Short task:
Rewrite each of the entries below in full, with every line of text, and shift each pin coordinate in the answers by -64, leaving all other numbers unchanged. Leave the pictures out.

Data extract:
○ ○ ○

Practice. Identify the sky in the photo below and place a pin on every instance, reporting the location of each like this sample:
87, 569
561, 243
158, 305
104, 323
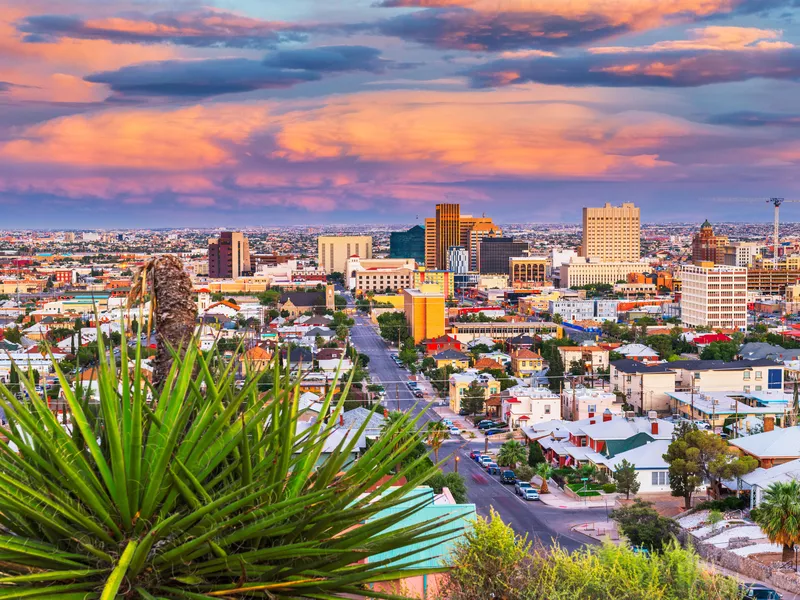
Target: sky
156, 113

○ ○ ○

Answer:
Practice. Identify the sky in the photo below and place a pin on every instance, reporting the location of each like this sample:
87, 569
561, 243
158, 305
104, 323
Target: sky
92, 49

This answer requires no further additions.